Each line of the data has to be written out again exactly as shown.
*** Extracted data ***
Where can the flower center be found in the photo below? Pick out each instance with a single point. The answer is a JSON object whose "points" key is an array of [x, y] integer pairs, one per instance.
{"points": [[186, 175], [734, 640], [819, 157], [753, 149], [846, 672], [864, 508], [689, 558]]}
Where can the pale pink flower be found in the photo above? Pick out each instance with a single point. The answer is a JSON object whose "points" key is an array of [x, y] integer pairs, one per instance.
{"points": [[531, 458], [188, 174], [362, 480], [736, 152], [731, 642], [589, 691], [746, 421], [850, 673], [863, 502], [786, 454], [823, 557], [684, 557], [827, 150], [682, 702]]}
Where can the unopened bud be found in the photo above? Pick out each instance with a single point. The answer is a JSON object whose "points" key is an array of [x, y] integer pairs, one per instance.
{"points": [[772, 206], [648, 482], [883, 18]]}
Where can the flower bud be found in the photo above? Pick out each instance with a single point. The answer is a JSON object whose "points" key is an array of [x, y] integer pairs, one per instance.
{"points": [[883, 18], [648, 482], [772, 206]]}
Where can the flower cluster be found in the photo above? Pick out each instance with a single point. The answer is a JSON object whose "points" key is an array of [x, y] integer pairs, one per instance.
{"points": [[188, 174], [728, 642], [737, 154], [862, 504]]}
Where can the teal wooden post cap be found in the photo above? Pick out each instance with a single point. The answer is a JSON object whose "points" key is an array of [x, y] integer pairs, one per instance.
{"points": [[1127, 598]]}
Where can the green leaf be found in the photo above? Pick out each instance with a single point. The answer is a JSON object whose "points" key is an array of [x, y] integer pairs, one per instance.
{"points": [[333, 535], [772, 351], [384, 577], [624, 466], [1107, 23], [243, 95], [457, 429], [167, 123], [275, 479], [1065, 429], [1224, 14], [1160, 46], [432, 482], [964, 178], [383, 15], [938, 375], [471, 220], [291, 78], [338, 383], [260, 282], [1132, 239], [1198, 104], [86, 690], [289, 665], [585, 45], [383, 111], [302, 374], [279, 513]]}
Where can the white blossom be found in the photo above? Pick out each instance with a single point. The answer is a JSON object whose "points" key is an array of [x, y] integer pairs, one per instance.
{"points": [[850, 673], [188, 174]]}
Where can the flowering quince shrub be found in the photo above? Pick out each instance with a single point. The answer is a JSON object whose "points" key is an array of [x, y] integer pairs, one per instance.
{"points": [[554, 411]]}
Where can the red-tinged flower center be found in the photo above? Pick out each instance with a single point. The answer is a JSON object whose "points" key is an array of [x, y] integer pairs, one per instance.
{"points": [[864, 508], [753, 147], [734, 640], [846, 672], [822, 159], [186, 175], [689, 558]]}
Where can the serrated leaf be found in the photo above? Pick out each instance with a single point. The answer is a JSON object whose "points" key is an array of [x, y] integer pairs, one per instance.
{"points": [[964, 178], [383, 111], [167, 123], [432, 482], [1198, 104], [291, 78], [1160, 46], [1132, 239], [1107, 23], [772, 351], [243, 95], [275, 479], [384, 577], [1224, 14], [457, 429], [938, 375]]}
*** End of Extracted data ***
# [Task response]
Where can the flower center be found in the photo below? Pick out each instance with a single point. The answer is a JSON object whose "points" key is an array of [x, y] integer pairs, one per instance.
{"points": [[186, 175], [734, 640], [819, 157], [753, 149], [846, 672], [864, 508], [689, 558]]}
Where can the pale pink flower be found in the photo above? Pick out each instance with a single point. The answer is a JSON object whose "points" key is an array of [x, y] integer pairs, one per instance.
{"points": [[531, 458], [188, 174], [362, 480], [736, 152], [731, 642], [589, 691], [746, 421], [850, 673], [863, 502], [786, 454], [823, 557], [684, 557], [827, 150], [682, 702]]}
Where can the unopened bud be found in the photo above? Pick out each instance with a single point. The answer is a JSON object whose "points" key is an array of [x, y] integer pairs, one per instance.
{"points": [[772, 206], [648, 482], [883, 18]]}
Where can the flower bud be found in the photo above? Pick out each instance with a single point. The answer is a JSON object whose "points" key is an array of [x, y] integer pairs, one per instance.
{"points": [[883, 18], [648, 482], [772, 206]]}
Where can the flower cluster be found in the photo above? Pick out each instance with a single point. The answer is a JSON object whose "points" key is an array of [x, y] integer pairs, one per instance.
{"points": [[188, 174], [728, 642], [737, 154], [862, 504]]}
Where can the teal wooden post cap be found in the photo above? Pick out each instance with a single point. The answer is a JSON object whose "points" key is an array of [x, y] integer pairs, one per instance.
{"points": [[1127, 598]]}
Where can the green leaf be found in the photo above? Pick out each instance with a single point. The answer is a JSON object whose "points" key is an array of [x, y] integer pairs, one per instance.
{"points": [[333, 535], [772, 351], [384, 577], [624, 466], [1107, 23], [243, 95], [457, 429], [167, 123], [275, 479], [1065, 429], [1224, 14], [1160, 46], [432, 482], [964, 178], [383, 15], [938, 375], [471, 220], [291, 78], [338, 383], [260, 282], [1132, 239], [1198, 104], [86, 690], [289, 665], [585, 45], [383, 111], [302, 374], [279, 513]]}
Where can the white blossom be found in the photo above? Pick out each instance with a single point. The answer is a JSON object whose "points" key is an array of [x, y] integer pairs, one per instance.
{"points": [[850, 673], [188, 174]]}
Where can the flowering quince shrub be found in the photo above? Pick out each instance with a single point. The answer is a JSON object whose "points" key is an array of [x, y] integer pairs, one per instance.
{"points": [[554, 411]]}
Where can the red-tinged flower center be found in the photo above? Pick out each instance with a single point. The answer is a JSON object whose "points" key is an array of [x, y] integer pairs, one per instance.
{"points": [[864, 508], [753, 147], [734, 640], [846, 672], [822, 159], [186, 175], [689, 558]]}
Where can the serrated leaf be found in the photo above? Pick out each instance with a single point. The answer is a JSON object whose "points" key is an array of [x, y] integer pairs, one per instance.
{"points": [[964, 178], [383, 111], [167, 123], [432, 482], [1198, 104], [291, 78], [1160, 46], [1132, 239], [1107, 23], [772, 351], [243, 95], [275, 479], [384, 577], [1224, 14], [457, 429], [938, 375]]}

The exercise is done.